Recast the lines from the line containing "of the pair" up to and including the line containing "x=243 y=543" as a two-column CSV with the headers text and result. Each row should put one labeling line in text and the point lines that follow it in result, with each field quoted and its line breaks replaced by spaces.

## EXTRACTED RECORDS
==================================================

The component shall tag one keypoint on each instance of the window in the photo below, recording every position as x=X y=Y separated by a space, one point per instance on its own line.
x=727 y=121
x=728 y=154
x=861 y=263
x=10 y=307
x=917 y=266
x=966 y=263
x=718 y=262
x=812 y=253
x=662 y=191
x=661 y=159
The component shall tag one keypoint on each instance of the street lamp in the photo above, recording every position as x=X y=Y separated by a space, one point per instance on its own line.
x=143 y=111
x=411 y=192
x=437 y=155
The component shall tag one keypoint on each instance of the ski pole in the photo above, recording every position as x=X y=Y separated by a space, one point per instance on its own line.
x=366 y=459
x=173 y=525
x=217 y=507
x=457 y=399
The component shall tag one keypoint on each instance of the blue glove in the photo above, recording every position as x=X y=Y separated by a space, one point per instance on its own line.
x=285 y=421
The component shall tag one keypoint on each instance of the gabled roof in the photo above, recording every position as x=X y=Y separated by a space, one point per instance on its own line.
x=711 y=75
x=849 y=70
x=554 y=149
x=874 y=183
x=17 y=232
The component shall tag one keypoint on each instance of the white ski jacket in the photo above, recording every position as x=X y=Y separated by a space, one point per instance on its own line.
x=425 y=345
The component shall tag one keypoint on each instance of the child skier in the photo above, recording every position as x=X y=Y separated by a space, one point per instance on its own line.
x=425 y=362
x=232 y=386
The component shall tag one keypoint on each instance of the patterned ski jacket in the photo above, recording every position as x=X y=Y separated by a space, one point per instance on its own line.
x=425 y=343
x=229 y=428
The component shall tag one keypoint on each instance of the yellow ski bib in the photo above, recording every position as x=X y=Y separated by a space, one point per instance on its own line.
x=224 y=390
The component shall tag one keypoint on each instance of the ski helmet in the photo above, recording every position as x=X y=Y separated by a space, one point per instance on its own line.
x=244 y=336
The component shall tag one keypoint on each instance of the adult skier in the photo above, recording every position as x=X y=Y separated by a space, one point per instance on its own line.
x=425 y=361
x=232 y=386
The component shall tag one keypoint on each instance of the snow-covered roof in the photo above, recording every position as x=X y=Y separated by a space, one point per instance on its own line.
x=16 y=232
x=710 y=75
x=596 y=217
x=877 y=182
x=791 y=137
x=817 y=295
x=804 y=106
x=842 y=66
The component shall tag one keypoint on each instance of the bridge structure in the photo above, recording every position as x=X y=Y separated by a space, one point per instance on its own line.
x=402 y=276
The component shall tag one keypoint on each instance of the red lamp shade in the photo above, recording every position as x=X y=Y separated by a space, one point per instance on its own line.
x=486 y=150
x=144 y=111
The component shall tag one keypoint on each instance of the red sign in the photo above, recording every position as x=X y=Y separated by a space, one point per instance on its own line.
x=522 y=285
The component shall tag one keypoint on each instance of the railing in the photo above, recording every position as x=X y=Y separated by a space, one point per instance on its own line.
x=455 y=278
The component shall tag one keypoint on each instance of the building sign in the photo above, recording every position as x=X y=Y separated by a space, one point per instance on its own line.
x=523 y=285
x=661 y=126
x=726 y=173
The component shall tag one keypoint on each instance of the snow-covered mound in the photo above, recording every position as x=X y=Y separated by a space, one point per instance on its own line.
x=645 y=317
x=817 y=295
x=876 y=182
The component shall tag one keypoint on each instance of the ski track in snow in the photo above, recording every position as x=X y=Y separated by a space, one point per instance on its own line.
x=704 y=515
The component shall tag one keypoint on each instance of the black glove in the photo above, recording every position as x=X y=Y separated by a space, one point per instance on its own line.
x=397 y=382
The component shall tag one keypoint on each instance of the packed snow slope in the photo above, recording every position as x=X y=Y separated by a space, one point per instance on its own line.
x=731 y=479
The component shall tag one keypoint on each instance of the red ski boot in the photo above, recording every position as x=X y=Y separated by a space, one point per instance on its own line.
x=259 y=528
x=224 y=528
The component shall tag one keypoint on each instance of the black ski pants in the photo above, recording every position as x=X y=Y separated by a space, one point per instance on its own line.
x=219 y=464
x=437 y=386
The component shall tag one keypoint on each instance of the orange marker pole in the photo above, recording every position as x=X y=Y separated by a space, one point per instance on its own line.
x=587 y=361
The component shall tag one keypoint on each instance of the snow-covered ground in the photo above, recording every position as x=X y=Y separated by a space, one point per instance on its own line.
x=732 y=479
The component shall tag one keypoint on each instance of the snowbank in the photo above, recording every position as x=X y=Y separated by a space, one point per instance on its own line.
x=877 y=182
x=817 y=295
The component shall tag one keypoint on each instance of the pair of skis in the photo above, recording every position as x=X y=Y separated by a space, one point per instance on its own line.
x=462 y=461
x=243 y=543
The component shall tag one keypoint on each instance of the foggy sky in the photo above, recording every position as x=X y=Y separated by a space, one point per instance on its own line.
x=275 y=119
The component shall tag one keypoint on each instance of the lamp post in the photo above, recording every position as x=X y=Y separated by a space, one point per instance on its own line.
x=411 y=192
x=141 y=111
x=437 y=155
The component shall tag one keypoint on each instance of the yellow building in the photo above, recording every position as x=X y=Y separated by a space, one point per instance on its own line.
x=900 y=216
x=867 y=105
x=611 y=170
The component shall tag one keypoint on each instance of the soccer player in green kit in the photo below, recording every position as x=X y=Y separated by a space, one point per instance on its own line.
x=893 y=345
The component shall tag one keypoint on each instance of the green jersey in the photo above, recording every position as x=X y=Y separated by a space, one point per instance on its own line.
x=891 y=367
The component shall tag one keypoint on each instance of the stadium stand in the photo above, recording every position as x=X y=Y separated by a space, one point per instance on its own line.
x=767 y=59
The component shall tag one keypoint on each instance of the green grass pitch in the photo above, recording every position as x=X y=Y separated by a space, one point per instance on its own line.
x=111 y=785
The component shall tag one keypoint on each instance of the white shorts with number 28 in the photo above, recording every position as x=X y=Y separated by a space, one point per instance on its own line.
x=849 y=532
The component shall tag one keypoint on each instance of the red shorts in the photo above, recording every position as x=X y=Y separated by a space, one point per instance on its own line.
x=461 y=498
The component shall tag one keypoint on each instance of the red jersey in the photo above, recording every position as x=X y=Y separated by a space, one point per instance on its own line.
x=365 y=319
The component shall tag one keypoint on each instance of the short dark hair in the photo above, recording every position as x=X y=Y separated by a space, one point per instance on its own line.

==================================================

## SOLVED PROBLEM
text,result
"The component shall tag one keypoint on each instance of the pair of skis in the photo above, recording every position as x=X y=Y separated by a space, one point per instance on its own line.","x=462 y=461 x=243 y=543"